» **Things to do**:
1. Answer these from the article on earthquake trauma:
(a) Which organization is Sophie Donio a volunteer with?
(b) What might trauma sufferers do in a dangerous place in the immediate term?
(c) What can the experience develop into in the long term?
2. Extend the article on earthquake trauma past its final sentence.

GAZIANTEP, TURKEY – Emergency services not only need to contend with physical injuries when responding to Monday’s deadly earthquake in Turkey, but they also need to treat victims’ trauma and mental wounds.
United Hatzalah volunteer and Psychotruama specialist Sophie Donio, who is currently working on the rescue mission in Turkey explained to The Jerusalem Post that trauma can be induced by experiencing or seeing something terrible and unexpected. However, everyone will react in different ways and not everyone will have trauma induced by the same event.
In the immediate term, sufferers of trauma might freeze in place and become unresponsive in a dangerous place, or might not be in the state of mind to seek medical attention or shelter from the elements.
In the long term, the experience can manifest into post-traumatic stress disorder (PTSD). Those suffering from PTSD might have short patience, develop addictions, heightened wariness, and depression. All these may damage and disrupt their relationships.

(Referring expression pointing data)
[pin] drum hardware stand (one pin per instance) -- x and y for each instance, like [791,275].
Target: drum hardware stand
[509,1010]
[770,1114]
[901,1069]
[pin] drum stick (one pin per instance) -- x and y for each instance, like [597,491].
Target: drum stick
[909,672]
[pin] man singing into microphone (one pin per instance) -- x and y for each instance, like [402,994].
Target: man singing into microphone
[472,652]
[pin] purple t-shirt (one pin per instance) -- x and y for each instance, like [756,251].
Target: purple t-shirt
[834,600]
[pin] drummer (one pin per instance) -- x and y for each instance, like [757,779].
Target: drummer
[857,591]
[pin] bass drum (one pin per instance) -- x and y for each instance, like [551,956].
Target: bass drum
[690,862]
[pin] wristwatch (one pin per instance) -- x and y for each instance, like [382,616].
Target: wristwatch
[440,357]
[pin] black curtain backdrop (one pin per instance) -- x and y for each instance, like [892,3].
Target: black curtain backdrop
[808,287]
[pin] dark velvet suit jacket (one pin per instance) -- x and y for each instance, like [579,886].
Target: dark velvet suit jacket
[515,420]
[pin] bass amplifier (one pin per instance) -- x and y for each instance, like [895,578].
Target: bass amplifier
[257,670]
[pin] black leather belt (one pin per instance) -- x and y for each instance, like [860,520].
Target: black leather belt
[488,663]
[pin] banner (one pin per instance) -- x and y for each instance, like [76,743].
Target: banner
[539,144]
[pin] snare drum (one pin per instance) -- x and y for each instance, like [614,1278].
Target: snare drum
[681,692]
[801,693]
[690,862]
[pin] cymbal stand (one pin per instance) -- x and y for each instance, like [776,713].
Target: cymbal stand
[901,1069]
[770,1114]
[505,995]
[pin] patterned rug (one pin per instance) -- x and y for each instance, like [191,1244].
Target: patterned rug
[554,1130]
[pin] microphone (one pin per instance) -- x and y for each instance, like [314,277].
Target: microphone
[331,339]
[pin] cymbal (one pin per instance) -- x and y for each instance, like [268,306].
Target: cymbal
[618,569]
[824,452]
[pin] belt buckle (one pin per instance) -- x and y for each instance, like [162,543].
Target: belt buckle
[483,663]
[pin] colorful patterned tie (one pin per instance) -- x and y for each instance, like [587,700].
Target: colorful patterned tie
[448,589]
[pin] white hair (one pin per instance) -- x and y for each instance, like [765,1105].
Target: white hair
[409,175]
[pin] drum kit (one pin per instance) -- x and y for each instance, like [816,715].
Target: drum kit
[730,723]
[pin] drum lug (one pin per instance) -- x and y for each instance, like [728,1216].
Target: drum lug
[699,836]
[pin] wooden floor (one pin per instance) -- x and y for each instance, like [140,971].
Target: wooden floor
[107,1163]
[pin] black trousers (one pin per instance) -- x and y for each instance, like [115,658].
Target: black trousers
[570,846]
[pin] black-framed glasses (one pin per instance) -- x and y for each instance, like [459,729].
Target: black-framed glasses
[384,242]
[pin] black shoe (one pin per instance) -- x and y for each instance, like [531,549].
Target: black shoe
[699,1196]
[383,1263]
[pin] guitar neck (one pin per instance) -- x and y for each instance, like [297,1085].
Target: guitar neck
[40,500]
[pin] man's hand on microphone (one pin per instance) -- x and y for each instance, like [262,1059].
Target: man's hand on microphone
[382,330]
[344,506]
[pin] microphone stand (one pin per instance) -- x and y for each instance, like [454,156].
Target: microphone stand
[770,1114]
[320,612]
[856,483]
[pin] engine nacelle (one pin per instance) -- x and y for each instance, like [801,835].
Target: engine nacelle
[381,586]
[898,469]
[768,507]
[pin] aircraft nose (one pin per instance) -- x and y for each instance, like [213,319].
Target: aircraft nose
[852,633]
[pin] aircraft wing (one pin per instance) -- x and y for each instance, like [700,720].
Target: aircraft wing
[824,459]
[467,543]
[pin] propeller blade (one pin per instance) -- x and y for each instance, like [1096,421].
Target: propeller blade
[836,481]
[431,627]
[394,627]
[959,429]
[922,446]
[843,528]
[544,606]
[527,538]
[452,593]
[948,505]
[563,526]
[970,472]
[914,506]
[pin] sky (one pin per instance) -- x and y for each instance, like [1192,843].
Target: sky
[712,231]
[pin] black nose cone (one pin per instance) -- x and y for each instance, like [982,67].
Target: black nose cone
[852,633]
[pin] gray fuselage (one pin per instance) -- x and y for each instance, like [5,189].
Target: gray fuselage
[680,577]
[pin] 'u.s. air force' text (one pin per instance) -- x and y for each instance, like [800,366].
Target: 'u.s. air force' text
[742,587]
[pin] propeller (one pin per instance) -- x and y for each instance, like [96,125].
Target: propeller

» **Task-by-task answers**:
1.
(a) United Hatzalah
(b) Freeze in place and become unresponsive
(c) Post-traumatic stress disorder (PTSD)

2.
The sooner that trauma is treated, the less chance there is of developing PTSD.
“The main idea for treating trauma is to have people who are frozen, not responding, and bring them back to reality,” said Donio, who is also a therapist in civilian life.
How can a person be brought back to reality during a traumatic event?
This is done in four ways. First, the specialists and responders ensure that the victims don’t feel alone by talking to them.
Those that are unresponsive verbally can be helped break free from the moment they’re trapped in by providing them with small tasks to make them feel as if they’re helping, such as bringing another person a bottle of water.
Sometimes victims may be overwhelmed by their feelings, so asking them questions to prompt them to think rationally might help. A responder can ask them how many people were with them in the house to push them to take stock.
Lastly, those that are confused need to be made to understand that the event is over. Building a personal connection and allowing them to talk is important as it will allow them to feel safe.
As aftershocks still shake the region, responders like United Hatzalah and IsraAID will face a great challenge in healing these wounds.
IsraAID’s core investigation team came with United Hatzalah to make initial assessments for long-term aid.
According to Shachar May, in addition to water and hygiene kits, they’ve also brought a social worker and resilience kits. These kits include stress relief activities, books, games, and stress balls.
“One of the things we’ve found most effective in disasters is providing support to women and children,” said May.